(What you are asked to do):
Rewrite the records below with every "What to find" switched to "Target object" and all other text left unchanged.

[Begin]

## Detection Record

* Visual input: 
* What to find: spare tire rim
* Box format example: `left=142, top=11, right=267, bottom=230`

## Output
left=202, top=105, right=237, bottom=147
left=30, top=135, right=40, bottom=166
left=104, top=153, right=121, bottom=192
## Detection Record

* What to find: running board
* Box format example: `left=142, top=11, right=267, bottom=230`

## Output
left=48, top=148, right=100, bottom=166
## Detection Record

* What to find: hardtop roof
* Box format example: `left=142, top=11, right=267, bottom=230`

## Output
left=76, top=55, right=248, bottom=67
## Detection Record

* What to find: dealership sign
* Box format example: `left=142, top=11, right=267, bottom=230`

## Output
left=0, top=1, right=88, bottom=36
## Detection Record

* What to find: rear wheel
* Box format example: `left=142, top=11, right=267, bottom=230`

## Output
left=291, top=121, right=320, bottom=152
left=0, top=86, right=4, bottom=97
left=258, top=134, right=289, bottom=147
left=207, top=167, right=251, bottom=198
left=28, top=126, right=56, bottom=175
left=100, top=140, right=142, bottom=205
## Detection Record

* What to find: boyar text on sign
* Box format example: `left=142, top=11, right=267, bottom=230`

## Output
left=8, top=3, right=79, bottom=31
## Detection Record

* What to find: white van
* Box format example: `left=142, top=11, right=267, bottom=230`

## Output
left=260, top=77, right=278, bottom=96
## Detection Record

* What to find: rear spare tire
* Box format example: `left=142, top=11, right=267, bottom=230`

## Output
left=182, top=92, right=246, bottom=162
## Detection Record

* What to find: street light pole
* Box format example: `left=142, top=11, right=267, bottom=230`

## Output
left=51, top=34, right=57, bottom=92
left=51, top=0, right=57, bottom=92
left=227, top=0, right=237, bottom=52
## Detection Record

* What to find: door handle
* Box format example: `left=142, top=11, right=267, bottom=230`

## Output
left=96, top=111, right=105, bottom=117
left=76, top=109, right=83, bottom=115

[End]

(Answer to this problem):
## Detection Record

* Visual input: 
* Target object: spare tire rim
* Box format example: `left=142, top=11, right=267, bottom=230`

## Output
left=202, top=105, right=237, bottom=147
left=30, top=135, right=40, bottom=166
left=104, top=153, right=121, bottom=192
## Detection Record

* Target object: running board
* Box format example: `left=142, top=11, right=267, bottom=230`

## Output
left=48, top=148, right=100, bottom=166
## Detection Record

* Target object: hardtop roof
* Box format example: `left=142, top=11, right=267, bottom=230`

## Output
left=76, top=55, right=248, bottom=67
## Detection Record

* Target object: dealership sign
* Box format example: `left=142, top=11, right=267, bottom=230`

## Output
left=0, top=1, right=88, bottom=36
## Detection Record

* Target object: rear wheel
* Box format example: `left=142, top=11, right=267, bottom=230`

## Output
left=291, top=121, right=320, bottom=152
left=0, top=86, right=4, bottom=97
left=258, top=134, right=289, bottom=147
left=207, top=167, right=251, bottom=198
left=28, top=126, right=56, bottom=175
left=100, top=140, right=142, bottom=205
## Detection Record

* Target object: boyar text on sign
* Box format example: `left=142, top=11, right=267, bottom=230`

## Output
left=8, top=3, right=79, bottom=31
## Detection Record

* Target object: white van
* Box format example: `left=142, top=11, right=267, bottom=230`

## Output
left=260, top=77, right=278, bottom=96
## Detection Record

* Target object: rear spare tire
* Box format example: `left=142, top=11, right=267, bottom=230`

## Output
left=182, top=92, right=246, bottom=162
## Detection Record

* Target object: street light pole
* Box format example: `left=142, top=11, right=267, bottom=230`

## Output
left=51, top=34, right=57, bottom=92
left=51, top=0, right=57, bottom=92
left=227, top=0, right=237, bottom=52
## Detection Record

* Target object: door handle
* Box format example: `left=142, top=11, right=267, bottom=230`

## Output
left=96, top=111, right=105, bottom=117
left=76, top=109, right=83, bottom=115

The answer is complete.